(Entries taken from a collection)

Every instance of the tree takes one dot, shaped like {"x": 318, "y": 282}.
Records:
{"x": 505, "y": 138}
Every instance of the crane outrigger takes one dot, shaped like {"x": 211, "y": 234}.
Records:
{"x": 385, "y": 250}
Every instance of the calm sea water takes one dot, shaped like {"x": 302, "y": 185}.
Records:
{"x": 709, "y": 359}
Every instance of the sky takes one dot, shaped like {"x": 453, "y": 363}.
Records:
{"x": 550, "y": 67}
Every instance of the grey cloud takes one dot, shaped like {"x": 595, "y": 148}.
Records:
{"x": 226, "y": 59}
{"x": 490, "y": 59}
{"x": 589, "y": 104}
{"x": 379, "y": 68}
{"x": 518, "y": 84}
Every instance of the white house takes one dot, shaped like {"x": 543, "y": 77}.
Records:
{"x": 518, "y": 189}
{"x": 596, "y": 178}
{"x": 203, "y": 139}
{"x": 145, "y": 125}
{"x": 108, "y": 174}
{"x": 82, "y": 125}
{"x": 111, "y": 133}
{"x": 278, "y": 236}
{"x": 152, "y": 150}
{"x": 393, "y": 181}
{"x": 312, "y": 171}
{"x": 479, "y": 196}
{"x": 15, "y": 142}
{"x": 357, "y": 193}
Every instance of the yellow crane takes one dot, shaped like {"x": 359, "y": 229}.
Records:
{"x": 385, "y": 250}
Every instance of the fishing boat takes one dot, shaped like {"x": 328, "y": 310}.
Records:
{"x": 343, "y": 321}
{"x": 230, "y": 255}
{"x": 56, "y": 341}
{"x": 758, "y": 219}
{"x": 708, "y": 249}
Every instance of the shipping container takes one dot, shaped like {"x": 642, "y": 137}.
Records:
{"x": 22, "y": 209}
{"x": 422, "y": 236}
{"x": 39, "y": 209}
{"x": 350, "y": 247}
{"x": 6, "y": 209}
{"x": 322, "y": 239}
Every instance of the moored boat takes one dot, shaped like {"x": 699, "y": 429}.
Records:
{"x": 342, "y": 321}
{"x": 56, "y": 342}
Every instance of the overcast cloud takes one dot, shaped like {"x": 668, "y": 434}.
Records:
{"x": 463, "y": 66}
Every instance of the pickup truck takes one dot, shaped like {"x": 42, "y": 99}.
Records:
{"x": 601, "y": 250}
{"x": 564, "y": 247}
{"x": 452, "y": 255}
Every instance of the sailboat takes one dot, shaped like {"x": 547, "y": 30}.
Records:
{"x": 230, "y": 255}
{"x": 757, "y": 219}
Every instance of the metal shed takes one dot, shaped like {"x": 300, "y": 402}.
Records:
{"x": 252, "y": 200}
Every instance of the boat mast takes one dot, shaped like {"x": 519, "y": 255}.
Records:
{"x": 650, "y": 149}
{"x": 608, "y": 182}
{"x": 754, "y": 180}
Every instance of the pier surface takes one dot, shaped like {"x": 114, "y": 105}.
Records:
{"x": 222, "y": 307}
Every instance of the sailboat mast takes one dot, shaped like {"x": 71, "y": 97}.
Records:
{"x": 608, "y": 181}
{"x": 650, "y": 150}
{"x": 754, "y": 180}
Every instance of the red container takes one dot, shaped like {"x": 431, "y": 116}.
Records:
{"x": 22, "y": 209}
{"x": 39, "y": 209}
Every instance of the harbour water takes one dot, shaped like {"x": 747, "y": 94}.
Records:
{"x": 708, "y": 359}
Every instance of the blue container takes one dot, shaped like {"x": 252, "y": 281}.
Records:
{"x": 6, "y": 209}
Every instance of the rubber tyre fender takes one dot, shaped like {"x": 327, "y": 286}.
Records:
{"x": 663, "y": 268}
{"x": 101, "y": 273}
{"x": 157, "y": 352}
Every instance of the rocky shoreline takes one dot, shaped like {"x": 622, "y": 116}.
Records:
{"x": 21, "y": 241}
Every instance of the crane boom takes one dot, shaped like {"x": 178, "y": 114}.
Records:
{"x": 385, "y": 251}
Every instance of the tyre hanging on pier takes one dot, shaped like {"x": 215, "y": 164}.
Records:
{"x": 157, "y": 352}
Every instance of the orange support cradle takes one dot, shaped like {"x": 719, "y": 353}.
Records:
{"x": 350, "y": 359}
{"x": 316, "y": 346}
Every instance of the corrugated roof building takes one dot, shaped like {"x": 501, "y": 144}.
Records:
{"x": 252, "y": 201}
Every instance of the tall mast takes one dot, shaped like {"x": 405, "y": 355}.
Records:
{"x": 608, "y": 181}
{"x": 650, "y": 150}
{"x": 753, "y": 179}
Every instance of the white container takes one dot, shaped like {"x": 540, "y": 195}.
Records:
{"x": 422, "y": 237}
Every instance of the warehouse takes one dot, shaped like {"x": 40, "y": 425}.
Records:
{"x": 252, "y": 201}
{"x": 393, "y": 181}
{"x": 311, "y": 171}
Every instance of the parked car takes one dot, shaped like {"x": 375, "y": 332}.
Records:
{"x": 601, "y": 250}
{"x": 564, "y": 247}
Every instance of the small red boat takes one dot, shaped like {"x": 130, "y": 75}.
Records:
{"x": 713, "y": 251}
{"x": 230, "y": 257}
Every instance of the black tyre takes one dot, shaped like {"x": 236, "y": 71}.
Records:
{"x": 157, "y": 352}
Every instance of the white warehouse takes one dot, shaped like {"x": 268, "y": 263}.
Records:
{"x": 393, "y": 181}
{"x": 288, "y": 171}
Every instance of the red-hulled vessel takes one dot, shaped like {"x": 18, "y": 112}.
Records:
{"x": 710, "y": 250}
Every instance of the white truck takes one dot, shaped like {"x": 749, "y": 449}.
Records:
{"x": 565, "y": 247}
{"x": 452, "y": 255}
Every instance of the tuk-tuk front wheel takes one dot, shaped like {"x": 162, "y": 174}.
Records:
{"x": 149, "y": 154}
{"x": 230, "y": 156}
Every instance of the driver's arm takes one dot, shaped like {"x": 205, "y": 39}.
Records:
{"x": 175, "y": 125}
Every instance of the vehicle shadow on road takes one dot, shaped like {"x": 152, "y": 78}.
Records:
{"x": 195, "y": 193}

Task description:
The entries above are to be copied word for word.

Response:
Every instance of the tree takes one dot, shaped like {"x": 318, "y": 282}.
Records:
{"x": 505, "y": 138}
Every instance of the crane outrigger takes one dot, shaped like {"x": 211, "y": 234}.
Records:
{"x": 385, "y": 250}
Every instance of the calm sea water takes one dot, shaped like {"x": 302, "y": 185}.
Records:
{"x": 709, "y": 359}
Every instance of the sky takes one dot, shaped like {"x": 453, "y": 363}.
Records:
{"x": 550, "y": 67}
Every instance of the grey cloud takes one dot, shaped like {"x": 595, "y": 148}.
Records:
{"x": 226, "y": 59}
{"x": 490, "y": 59}
{"x": 589, "y": 104}
{"x": 379, "y": 68}
{"x": 518, "y": 84}
Every instance of the white house takes one dot, shaped like {"x": 543, "y": 77}.
Records:
{"x": 518, "y": 189}
{"x": 596, "y": 178}
{"x": 203, "y": 139}
{"x": 145, "y": 125}
{"x": 108, "y": 174}
{"x": 82, "y": 125}
{"x": 111, "y": 133}
{"x": 278, "y": 236}
{"x": 152, "y": 150}
{"x": 393, "y": 181}
{"x": 312, "y": 171}
{"x": 479, "y": 196}
{"x": 15, "y": 142}
{"x": 357, "y": 193}
Every instance of the yellow crane takes one dot, shaped like {"x": 359, "y": 229}.
Records:
{"x": 385, "y": 250}
Every instance of the fishing boat takes one dot, shaped like {"x": 328, "y": 310}.
Records:
{"x": 343, "y": 321}
{"x": 230, "y": 255}
{"x": 56, "y": 341}
{"x": 758, "y": 219}
{"x": 708, "y": 249}
Every instance of the shipping container takes one dot, shaped like {"x": 642, "y": 137}.
Records:
{"x": 22, "y": 209}
{"x": 422, "y": 236}
{"x": 39, "y": 209}
{"x": 350, "y": 247}
{"x": 6, "y": 209}
{"x": 322, "y": 239}
Every instance of the moored boat takes one dot, shaped like {"x": 699, "y": 429}.
Records:
{"x": 342, "y": 321}
{"x": 56, "y": 342}
Every instance of the overcast cloud takes one dot, shaped like {"x": 668, "y": 434}.
Records:
{"x": 463, "y": 66}
Every instance of the pickup truck takes one dot, shaped like {"x": 42, "y": 99}.
Records:
{"x": 601, "y": 250}
{"x": 564, "y": 247}
{"x": 452, "y": 255}
Every instance of the sailboat takes one dot, shaped like {"x": 547, "y": 30}.
Records:
{"x": 230, "y": 255}
{"x": 757, "y": 219}
Every instance of the metal shed takes one dot, shaped like {"x": 300, "y": 402}.
Records:
{"x": 252, "y": 200}
Every instance of the boat mast takes one dot, shaped like {"x": 519, "y": 255}.
Records:
{"x": 650, "y": 149}
{"x": 608, "y": 182}
{"x": 754, "y": 180}
Every instance of the pier surface takes one dot, shaped like {"x": 114, "y": 105}.
Records:
{"x": 222, "y": 307}
Every instance of the sailboat mast takes one dot, shaped like {"x": 71, "y": 97}.
Records:
{"x": 608, "y": 181}
{"x": 650, "y": 150}
{"x": 754, "y": 180}
Every instance of the red container takes one dot, shaped like {"x": 431, "y": 116}.
Records:
{"x": 22, "y": 209}
{"x": 39, "y": 209}
Every instance of the harbour water takes one dot, shaped like {"x": 747, "y": 94}.
Records:
{"x": 708, "y": 359}
Every instance of the blue container takes one dot, shaped like {"x": 252, "y": 281}.
Records:
{"x": 6, "y": 209}
Every instance of the rubber tyre fender takes one dot, shaped like {"x": 327, "y": 286}.
Records:
{"x": 663, "y": 268}
{"x": 101, "y": 273}
{"x": 157, "y": 352}
Every instance of the rocky shoreline takes one dot, shaped like {"x": 622, "y": 116}.
Records:
{"x": 21, "y": 241}
Every instance of the crane boom takes one dot, shaped like {"x": 178, "y": 114}.
Records:
{"x": 385, "y": 251}
Every instance of the tyre hanging on pier takes one dot, shaped like {"x": 215, "y": 164}.
Records:
{"x": 157, "y": 352}
Every instance of the orange support cradle takes one dot, shaped like {"x": 719, "y": 353}.
Records:
{"x": 350, "y": 359}
{"x": 316, "y": 346}
Every instance of the corrugated roof building takes one dot, shaped like {"x": 501, "y": 144}.
Records:
{"x": 252, "y": 201}
Every instance of the tall mast takes one dot, shaped like {"x": 405, "y": 355}.
Records:
{"x": 608, "y": 181}
{"x": 650, "y": 150}
{"x": 753, "y": 179}
Every instance of the white container takes one dot, shaped like {"x": 540, "y": 195}.
Records:
{"x": 422, "y": 237}
Every instance of the warehouse takes one dot, shaped like {"x": 40, "y": 425}.
Records:
{"x": 252, "y": 201}
{"x": 393, "y": 181}
{"x": 311, "y": 171}
Every instance of the parked car takes one dot, shaped like {"x": 375, "y": 332}.
Records:
{"x": 601, "y": 250}
{"x": 564, "y": 247}
Every instance of the small red boat takes one dot, shaped like {"x": 130, "y": 75}.
Records:
{"x": 713, "y": 251}
{"x": 230, "y": 257}
Every instance of the black tyre takes one dot, shaped like {"x": 236, "y": 71}.
Records:
{"x": 157, "y": 352}
Every instance of the white warehouse takes one dot, shaped like {"x": 268, "y": 263}.
Records:
{"x": 393, "y": 181}
{"x": 288, "y": 171}
Every instance of the red-hulled vessel takes one dot, shaped like {"x": 18, "y": 112}.
Records:
{"x": 710, "y": 250}
Every instance of the white truck takes one dot, shaped like {"x": 749, "y": 449}.
Records:
{"x": 565, "y": 247}
{"x": 452, "y": 255}
Every instance of the tuk-tuk front wheel takes one dot, shaped like {"x": 162, "y": 174}.
Records:
{"x": 149, "y": 154}
{"x": 230, "y": 156}
Every instance of the driver's arm takes one dot, shaped like {"x": 205, "y": 39}.
Records:
{"x": 175, "y": 125}
Every instance of the vehicle shadow on road takes one dot, shaped like {"x": 152, "y": 78}.
Records:
{"x": 195, "y": 193}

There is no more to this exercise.